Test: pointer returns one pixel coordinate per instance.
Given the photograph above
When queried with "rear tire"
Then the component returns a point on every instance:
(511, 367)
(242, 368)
══════════
## What the exercise asks
Rewrite the records as a numbered list, leaving out any blank lines.

## Response to the task
1. Test: pointer returns one pixel coordinate per instance.
2. Given the photograph above
3. When queried with "rear tire"
4. Then the component returns a point on every instance:
5. (511, 367)
6. (242, 368)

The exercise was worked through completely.